▶ Text block
Intelligent Tornado Prediction Engine   

We are developing deep learning models to detect and predict tornadoes in real time.
A photo show radar returns of a thunderstorm and black lines showing tornado paths.
The Intelligent Tornado Prediction Engine utilizes a massive open-source dataset and deep learning models to detect and predict tornadoes. A case example shows probabilistic detection of a tornado in Alabama on April 28, 2014.

Tornadoes in the Southeastern United States pose a unique threat to life and property. This region experiences a combination of different storm types (e.g., supercellular, quasi-linear convective systems [QLCSs], and tropical) that can form at day or night, and has a high density of manufactured homes and other vulnerable residential structures. At the same time, tornadoes continue to pose a significant threat throughout the United States in an ever-changing climate, leading to changes in tornado location, intensity, and frequency. Tornado-warning lead times continue to stagnate, especially with attempts to reduce high false-alarm rates. This is especially the case for QLCS and tropical cyclone tornadoes where, historically, warning lead times have been significantly shorter than for supercellular tornadoes. Thus, new paradigms must be explored for improving lead times using the plethora of data now available to National Weather Service forecasters with the advent of rapid-update satellite, radar, and numerical weather prediction models.  

One of the most rapidly advancing approaches to many problems in the atmospheric sciences is deep learning, a form of artificial intelligence that is popular in image processing for extracting high-level features from extremely large datasets. Deep learning is capable of combining many very large datasets in order to “learn” trends and features in the data based on history, making it an ideal candidate to search for combined precursors amongst several different data sources. When a large number of tornadic cases are combined with a large number of null cases (from similar-looking storms), deep learning has the potential to be able to discern between tornadic and non-tornadic precursors. Discovery of new combinations of precursors could be used to train forecasters, determine new physical mechanisms for tornadogenesis, and even feed future probabilistic prediction techniques.

▶ Listed records

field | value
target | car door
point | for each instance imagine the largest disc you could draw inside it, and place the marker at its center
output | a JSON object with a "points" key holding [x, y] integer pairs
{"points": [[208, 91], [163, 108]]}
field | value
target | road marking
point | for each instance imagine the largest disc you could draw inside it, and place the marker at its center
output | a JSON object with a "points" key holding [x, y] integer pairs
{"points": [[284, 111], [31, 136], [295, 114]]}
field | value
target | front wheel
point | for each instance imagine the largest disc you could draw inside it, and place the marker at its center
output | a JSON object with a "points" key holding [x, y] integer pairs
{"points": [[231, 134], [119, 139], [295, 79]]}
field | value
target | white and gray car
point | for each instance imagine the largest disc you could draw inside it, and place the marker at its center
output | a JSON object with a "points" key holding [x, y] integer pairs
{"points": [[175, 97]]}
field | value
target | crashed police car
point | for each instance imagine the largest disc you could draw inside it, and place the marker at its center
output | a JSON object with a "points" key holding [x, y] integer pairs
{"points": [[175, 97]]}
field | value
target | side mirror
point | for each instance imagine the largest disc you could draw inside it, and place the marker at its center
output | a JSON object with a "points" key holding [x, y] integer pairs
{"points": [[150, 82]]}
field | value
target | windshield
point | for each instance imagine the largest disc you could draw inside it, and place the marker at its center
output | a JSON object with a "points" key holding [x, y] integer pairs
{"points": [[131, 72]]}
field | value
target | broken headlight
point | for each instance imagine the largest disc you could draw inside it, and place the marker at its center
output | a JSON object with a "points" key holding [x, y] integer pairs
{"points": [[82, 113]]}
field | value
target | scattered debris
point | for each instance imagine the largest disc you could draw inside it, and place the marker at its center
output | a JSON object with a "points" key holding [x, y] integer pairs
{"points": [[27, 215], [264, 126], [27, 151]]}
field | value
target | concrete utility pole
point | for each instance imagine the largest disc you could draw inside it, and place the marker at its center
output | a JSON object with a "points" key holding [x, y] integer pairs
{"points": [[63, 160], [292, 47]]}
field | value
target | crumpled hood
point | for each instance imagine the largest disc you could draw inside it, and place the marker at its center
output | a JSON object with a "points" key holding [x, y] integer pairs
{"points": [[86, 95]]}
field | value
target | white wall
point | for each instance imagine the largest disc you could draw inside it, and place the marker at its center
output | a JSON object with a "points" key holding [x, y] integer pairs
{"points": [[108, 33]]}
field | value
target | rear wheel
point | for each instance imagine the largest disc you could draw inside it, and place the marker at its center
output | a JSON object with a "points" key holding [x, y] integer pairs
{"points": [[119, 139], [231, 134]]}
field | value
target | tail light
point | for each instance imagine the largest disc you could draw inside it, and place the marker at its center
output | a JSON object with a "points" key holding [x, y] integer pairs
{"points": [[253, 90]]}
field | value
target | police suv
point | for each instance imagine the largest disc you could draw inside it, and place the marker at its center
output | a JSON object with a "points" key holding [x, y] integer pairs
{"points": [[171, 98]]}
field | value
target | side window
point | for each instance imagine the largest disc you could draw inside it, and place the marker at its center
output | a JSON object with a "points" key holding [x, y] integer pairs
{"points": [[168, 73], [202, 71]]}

▶ Things to do
A) Answer these questions about the tornado prediction text:
(i) In which state and on what date does the case example detect a tornado?
(ii) Which two kinds of tornadoes have historically had shorter warning lead times than supercellular tornadoes?
(iii) Where do the null cases come from?
B) Reproduce the tornado prediction text between "A photo show" and "April 28, 2014.", inclusive.
The records were taken from a different source.

▶ Task-by-task results
A)
(i) Alabama, on April 28, 2014.
(ii) QLCS tornadoes and tropical cyclone tornadoes.
(iii) From similar-looking storms.

B)
A photo show radar returns of a thunderstorm and black lines showing tornado paths.
The Intelligent Tornado Prediction Engine utilizes a massive open-source dataset and deep learning models to detect and predict tornadoes. A case example shows probabilistic detection of a tornado in Alabama on April 28, 2014.